Tugas yang Diberikan 1 —
Jawablah tiga pertanyaan berikut berdasarkan teks tentang IMM.
(a) Berapa lama kira-kira perjalanan IMM sejak pertama kali berdiri?
(b) Pada tataran apa saja kader-kader IMM tersebar di dalam masyarakat?
(c) Dalam pembangunan apa intelektual muda IMM dahulu berkontribusi aktif?
Tugas yang Diberikan 2 — Tuliskan lanjutan teks tentang IMM, dimulai setelah kalimat terakhirnya.

━━━━━ Kutipan Dokumen ━━━━━

Menyongsong Satu Abad IMM

Memoir Untuk Palembang: Pasang Surut Dinamika Kaum Merak


Selayang Pandang

Perjalanan panjang kurang lebih 60 tahun sejak pertama kali berdirinya, IMM menjadi sebuah Ikatan yang terus hadir dalam peristiwa-peristiwa perubahan sosial dalam pembangunan peradaban Indonesia. IMM sebagai sebuah Ikatan yang senantiasa hadir dalam agenda-agenda perubahan, menjadi organisasi yang tak luput tersorot dari perhatian berbagai pihak. IMM sebagai organisasi yang cukup disoroti ialah buah dari bagaimana kontribusi IMM dalam melahirkan kader-kader yang bermanfaat bagi bangsa dan negara. Para kader-kader IMM ini tersebar ke berbagai lini di dalam masyarakat baik pada tataran grass root maupun stakeholder. Kader-kader ini mengambil andil dalam pembangunan peradaban, hal ini adalah buah dari bagaimana upaya intelektual muda IMM dahulu berkontribusi aktif dalam pembangunan moral dan intelektual kader-kadernya.

━━━━━ Cuplikan Catatan ━━━━━

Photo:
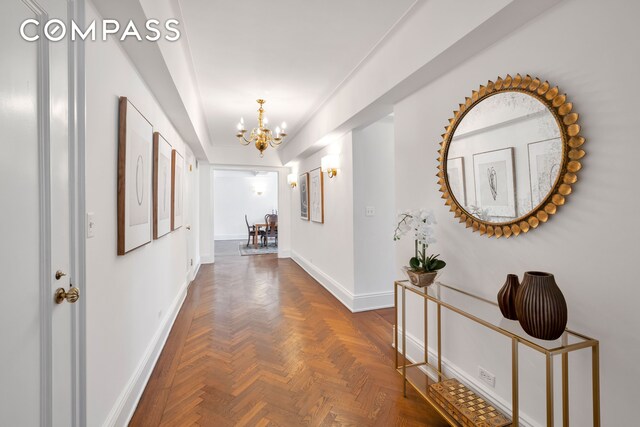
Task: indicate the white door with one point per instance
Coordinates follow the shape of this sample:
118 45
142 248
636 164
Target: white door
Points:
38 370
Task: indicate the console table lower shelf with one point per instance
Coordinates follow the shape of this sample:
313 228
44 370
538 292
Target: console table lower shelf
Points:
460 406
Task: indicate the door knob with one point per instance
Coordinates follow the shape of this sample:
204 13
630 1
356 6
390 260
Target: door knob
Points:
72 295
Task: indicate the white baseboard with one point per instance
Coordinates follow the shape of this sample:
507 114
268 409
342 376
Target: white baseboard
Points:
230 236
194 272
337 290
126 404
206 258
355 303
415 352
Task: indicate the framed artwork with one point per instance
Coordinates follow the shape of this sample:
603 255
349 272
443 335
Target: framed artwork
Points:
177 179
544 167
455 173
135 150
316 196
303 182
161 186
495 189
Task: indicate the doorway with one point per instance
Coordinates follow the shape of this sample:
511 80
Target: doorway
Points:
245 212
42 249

━━━━━
━━━━━ Cuplikan Catatan ━━━━━

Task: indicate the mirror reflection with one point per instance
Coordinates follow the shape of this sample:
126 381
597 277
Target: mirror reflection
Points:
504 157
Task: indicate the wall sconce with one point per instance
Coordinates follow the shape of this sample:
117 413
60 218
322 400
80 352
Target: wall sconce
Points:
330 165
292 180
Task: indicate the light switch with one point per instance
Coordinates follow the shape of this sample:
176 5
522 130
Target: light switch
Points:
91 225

━━━━━

Jawaban Tertulis 1 —
(a) Kurang lebih 60 tahun.
(b) Pada tataran grass root maupun stakeholder.
(c) Dalam pembangunan moral dan intelektual kader-kadernya.

Jawaban Tertulis 2 —
IMM yang terus menjadi sorotan lantas menjadikannya sebuah organisasi yang “dituntut” bukti peran aktifnya oleh zaman dan umat. Kita tak boleh terbuai dan luput oleh karena segala romantisme-romantisme masa lalu IMM. Setiap zaman memiliki tantangannya tersendiri. Permasalahan era sekarang sangat jauh berbeda dengan era terdahulu, fakta tersebut dapat kita temui dengan mudah. Baik permasalahan yang mendasar ataupun permasalahan yang timbul di permukaan semuanya memiliki perbedaan. Konsekuensi logis dari permasalahan ini ialah diperlukannya solusi yang sama sekali baru dan berbeda pula.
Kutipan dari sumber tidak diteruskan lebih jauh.